Set problem 1 —
In the discussion about personal clouds, which types of problems are all these services described as trying to abstract away?
Set problem 2 —
Carry on the discussion about personal clouds from its last sentence.

The interesting thing about all these services is that they're trying to abstract away the same types of problems that all developers come across: Identity, connectivity, sync/backup (and to some extent, deployment).
A different (and more disruptive?) approach to this would be to put more control of these things into the hands of end-users such that they provide the 'backend' into which you (the developer) load your application. i.e something like the app-store model but it connects to the user's 'personal cloud' (or the desktops of old - if you prefer). Such a system needs to be FOSS at its core but with a way for developers to get paid for providing value to end-users (who themselves get control of their data/networks).
Of course, this won't happen overnight, but the alternative is that everyone ends up using proprietary silos, with huge lock-in and innovation suffers as the tech giants get distracted with lawsuits.
I'm working with others on the distributed systems infrastructure we need to make this possible [1], so that we can get to a place where everyone can have their own piece of the cloud. In fact, one of the major components of this is Mirage, which has been discussed quite a bit on HN recently [2].
Do users really care about this? My guess is that 99% don't and don't want to deal with these details. The project sounds cool and like something the HN crowd might want, but my intuition is that most users won't understand the implications.
It also adds an extra step in the data storage process within the app, which increases friction and seems like it would be hard to get developers to adopt. All that said, I'd love to be proven wrong and see an implementation that is killer enough to solve these problems.
Yes, users care about this but like most things you have to segment the market appropriately. I meet more and more people who are wary of putting all their trust/data/etc into only one provider, be that Google, Apple or anyone else. It's not just a privacy thing but a growing awareness of the sheer dependency on that one company. (Aside: I have to say FB is being pretty clever by buying up apps and letting them stay 'independent' - users don't notice that as much and reminds me of FMCG.).
We don't need most users in the beginning. Just those that are technically savvy enough to understand the landscape and the way the world is headed. From there we can develop more stuff and eventually get it into a state ready for the masses. For example, I can run my personal website as a unikernel [1], which is not suitable for mom-and-pop but great for anyone currently using any static site generators. As more libraries get released I can build on that an eventually run more of my infrastructure this way (my prototypical examples are mail, contacts and calendars).
In terms of the friction for developers, we simply have to make the libraries and tooling fun and easy to use. With well-designed systems it's not necessarily any more friction that what developers have to do now (i.e build their own backend).
> "All that said, I'd love to be proven wrong and see an implementation that is killer enough to solve these problems."
Futurists have a tendency to imagine a world of changed human behavior and it's compelling to do so. The reality is that the future rarely arrives as sweeping change, but rather as metaphor and specialization.
Whereas you can imagine others adopting new patterns of behavior because you understand the underlying reasons why such behavior is reasonable, the metaphor through which you explain this change is not readily understood. Why, as a User do I want this? If the answer is control and privacy, you might be barking up the wrong tree (time and again we've shown that those are not things consumers want or are willing to pay for).
If you want to drive dynamic change in the world, you have to change the underlying structure of complicated systems while steadfastly avoiding changes in user behavior. It turns out this is quite hard.

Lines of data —

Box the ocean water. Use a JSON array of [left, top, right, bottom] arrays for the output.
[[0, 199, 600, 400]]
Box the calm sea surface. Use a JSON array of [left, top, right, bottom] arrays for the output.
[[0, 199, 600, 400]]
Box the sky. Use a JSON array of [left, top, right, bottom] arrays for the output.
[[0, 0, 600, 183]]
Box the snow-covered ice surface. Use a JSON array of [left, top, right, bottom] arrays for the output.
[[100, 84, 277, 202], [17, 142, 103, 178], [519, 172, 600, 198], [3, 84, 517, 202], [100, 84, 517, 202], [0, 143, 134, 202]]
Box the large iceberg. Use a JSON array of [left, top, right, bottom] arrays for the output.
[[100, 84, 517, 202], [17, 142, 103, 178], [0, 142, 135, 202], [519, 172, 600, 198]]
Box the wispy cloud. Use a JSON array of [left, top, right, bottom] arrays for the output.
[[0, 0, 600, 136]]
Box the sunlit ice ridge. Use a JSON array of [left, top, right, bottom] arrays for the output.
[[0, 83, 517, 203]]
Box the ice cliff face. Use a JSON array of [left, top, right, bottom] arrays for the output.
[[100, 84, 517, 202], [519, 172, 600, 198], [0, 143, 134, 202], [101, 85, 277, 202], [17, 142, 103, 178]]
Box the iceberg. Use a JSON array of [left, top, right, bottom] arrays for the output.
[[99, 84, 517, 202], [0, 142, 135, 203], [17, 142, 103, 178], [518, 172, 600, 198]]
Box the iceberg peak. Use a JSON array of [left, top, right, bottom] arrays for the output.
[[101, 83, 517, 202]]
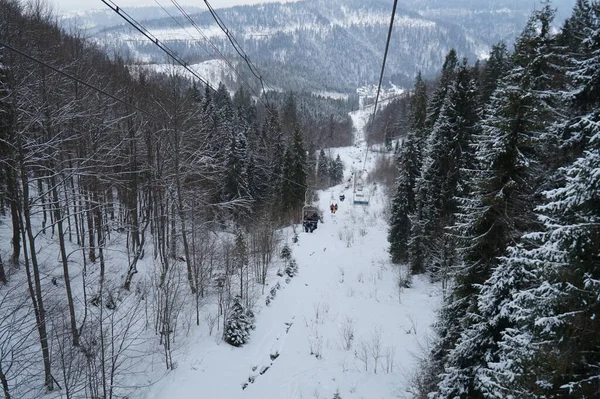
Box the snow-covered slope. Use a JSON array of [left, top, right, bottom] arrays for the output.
[[141, 129, 439, 399]]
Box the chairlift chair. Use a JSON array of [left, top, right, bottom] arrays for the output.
[[302, 205, 319, 233]]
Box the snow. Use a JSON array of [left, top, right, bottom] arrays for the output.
[[313, 91, 348, 100], [132, 59, 237, 87], [0, 107, 441, 399], [145, 119, 440, 399]]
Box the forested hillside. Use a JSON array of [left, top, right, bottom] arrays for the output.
[[82, 0, 573, 93], [0, 0, 352, 398], [384, 0, 600, 399]]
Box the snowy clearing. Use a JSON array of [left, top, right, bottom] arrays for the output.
[[145, 141, 440, 399]]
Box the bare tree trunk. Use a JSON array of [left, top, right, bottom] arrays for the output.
[[19, 159, 54, 392], [85, 192, 96, 263], [0, 254, 7, 284], [0, 363, 11, 399], [6, 165, 21, 266], [50, 175, 79, 346]]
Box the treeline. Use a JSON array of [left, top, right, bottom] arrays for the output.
[[0, 0, 351, 399], [389, 0, 600, 399]]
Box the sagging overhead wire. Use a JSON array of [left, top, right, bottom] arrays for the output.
[[0, 41, 158, 119], [165, 0, 267, 106], [204, 0, 268, 103], [363, 0, 398, 170], [101, 0, 216, 92]]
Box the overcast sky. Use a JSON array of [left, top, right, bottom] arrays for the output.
[[49, 0, 294, 12]]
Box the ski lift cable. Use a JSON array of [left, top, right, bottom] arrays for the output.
[[165, 0, 267, 107], [0, 41, 161, 119], [101, 0, 216, 92], [204, 0, 269, 104], [363, 0, 398, 170]]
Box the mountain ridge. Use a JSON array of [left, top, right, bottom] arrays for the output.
[[72, 0, 573, 93]]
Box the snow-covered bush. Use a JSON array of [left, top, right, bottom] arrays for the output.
[[285, 258, 298, 277], [223, 296, 255, 346]]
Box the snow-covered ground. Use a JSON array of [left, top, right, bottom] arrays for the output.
[[0, 104, 440, 399], [146, 141, 440, 399]]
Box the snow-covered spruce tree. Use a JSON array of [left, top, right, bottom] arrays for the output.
[[409, 49, 458, 273], [317, 149, 331, 187], [431, 4, 555, 399], [223, 295, 254, 346], [409, 72, 428, 155], [425, 49, 458, 129], [488, 0, 600, 398], [388, 134, 419, 263], [417, 59, 479, 279], [479, 42, 510, 106], [329, 154, 344, 185]]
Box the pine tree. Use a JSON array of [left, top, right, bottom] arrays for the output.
[[415, 59, 479, 279], [317, 149, 330, 187], [223, 296, 254, 346], [420, 49, 458, 128], [432, 4, 554, 398], [487, 1, 600, 398], [410, 72, 427, 151], [329, 154, 344, 185], [479, 42, 510, 106], [388, 135, 419, 266]]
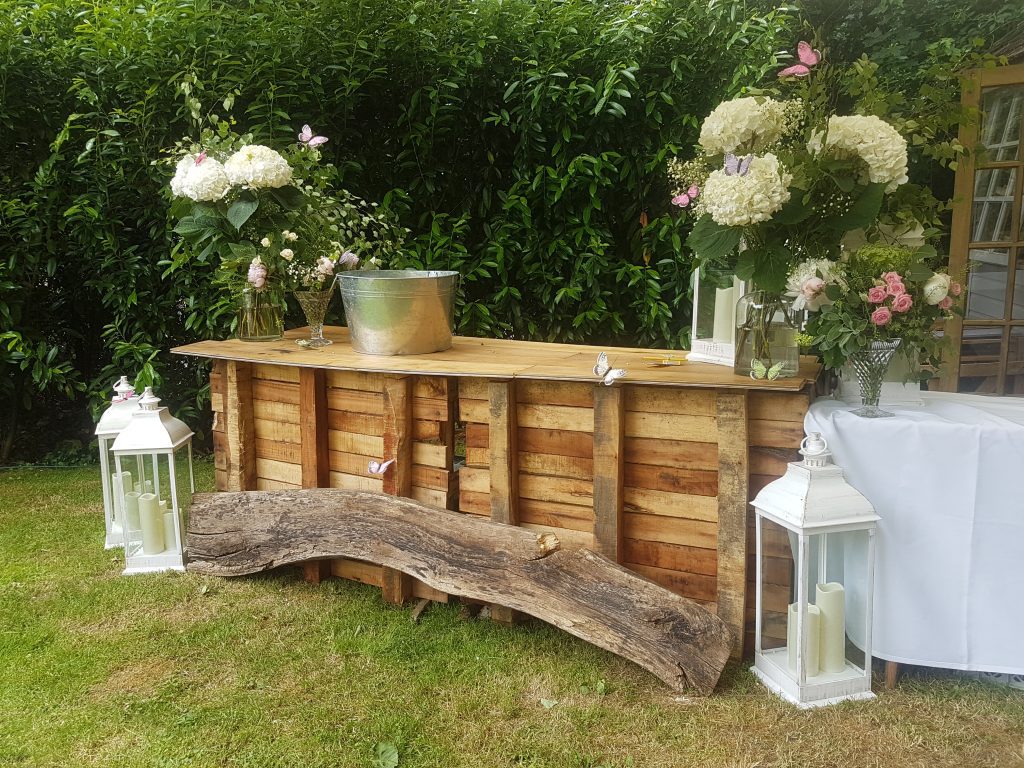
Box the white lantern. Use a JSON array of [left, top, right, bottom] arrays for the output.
[[686, 269, 745, 368], [112, 387, 196, 574], [95, 376, 138, 549], [752, 432, 879, 708]]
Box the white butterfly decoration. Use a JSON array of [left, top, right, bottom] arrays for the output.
[[299, 125, 327, 147], [367, 459, 394, 476], [594, 352, 626, 387]]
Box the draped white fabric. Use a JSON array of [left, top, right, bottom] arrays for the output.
[[805, 392, 1024, 674]]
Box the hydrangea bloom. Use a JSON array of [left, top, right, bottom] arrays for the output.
[[699, 96, 799, 155], [171, 155, 231, 202], [807, 115, 907, 191], [701, 153, 793, 226], [224, 144, 292, 189]]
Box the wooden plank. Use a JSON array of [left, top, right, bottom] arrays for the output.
[[623, 512, 718, 549], [520, 474, 594, 507], [625, 442, 718, 472], [624, 485, 719, 522], [519, 451, 594, 480], [623, 539, 718, 577], [489, 381, 519, 525], [299, 368, 331, 488], [626, 386, 715, 418], [256, 459, 302, 487], [327, 409, 384, 437], [327, 430, 384, 461], [253, 419, 302, 445], [519, 427, 594, 459], [716, 391, 749, 659], [516, 403, 594, 432], [626, 411, 718, 442], [253, 380, 299, 406], [625, 464, 718, 496], [224, 360, 256, 490], [593, 384, 626, 562]]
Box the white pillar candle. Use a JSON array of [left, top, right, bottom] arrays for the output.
[[124, 490, 140, 530], [814, 582, 846, 673], [712, 288, 736, 344], [138, 494, 166, 555], [785, 603, 821, 677]]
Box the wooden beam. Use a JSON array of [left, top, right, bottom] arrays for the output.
[[299, 368, 331, 488], [716, 390, 750, 658], [187, 488, 733, 693], [594, 384, 626, 562], [381, 374, 413, 605], [224, 360, 256, 490]]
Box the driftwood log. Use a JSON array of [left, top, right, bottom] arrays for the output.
[[187, 488, 732, 694]]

Final result 1 —
Identity, connectivity, and sync/backup, and to some extent deployment.

Final result 2 —
I applaud your efforts but encourage you to avoid the rabbit hole of endless specialization and to improve the marketing metaphor/rhetoric.
> time and again we've shown that those are not things consumers want or are willing to pay for
CITATION please. I think we have never seen such things. We've not had studies that control for all other factors and then conclude that users don't want control and privacy. I think your claim is flat out wrong. You're taking the fact that most users won't sacrifice by using a lower-quality, obscure thing for privacy and control, and leaping to the baseless conclusion that nobody cares about these things. I think you're completely wrong.
There have not been any case studies that have empirically demonstrated this to be true. If that is your basis for evaluating my statements then I cannot support my claim in a manner that you would find satisfactory.
I would however, anecdotally highlight the progression of social services from places of privacy to places of publicity. One could argue that sites like "The Well" were the original social networks but they did not grow (whether by choice is of course a matter for debate). Over time, each successive social startup defaulted to a more open stance and scaled an order of magnitude in users with each step. The trend suggests that all things being equal, users will say they want privacy but want the features publishing and syndication provides (voting purely with their registrations and advertising value).
I agree that privacy has value, but I would argue that the anecdotal evidence suggests that users want less private services (and yes I'm aware that correlation is not causation, but I think this observation is apt). This is not law or dogma but rather a thought and I'm sorry if it was communicated poorly previously.
> the progression of social services from places of privacy to places of publicity
I don't think that's a clear-cut anecdote. Facebook does actually feel very private, because it's isolated from Google and outside users. Look at the number of female profiles where everything but the name is hidden from non-friends. I don't remember MySpace or blog users ever being this paranoid.
And then, anecdotally, many people around me have started to live in WhatsApp/LINE gossip groups, which is something that could easily be decentralised.
I would look towards the trajectory of Path, and the fate of app.net for your evidence of the preferences of end users vis-a-vis paying a premium for privacy and security relative to free alternatives that make no such claims (Facebook and Twitter, respectively).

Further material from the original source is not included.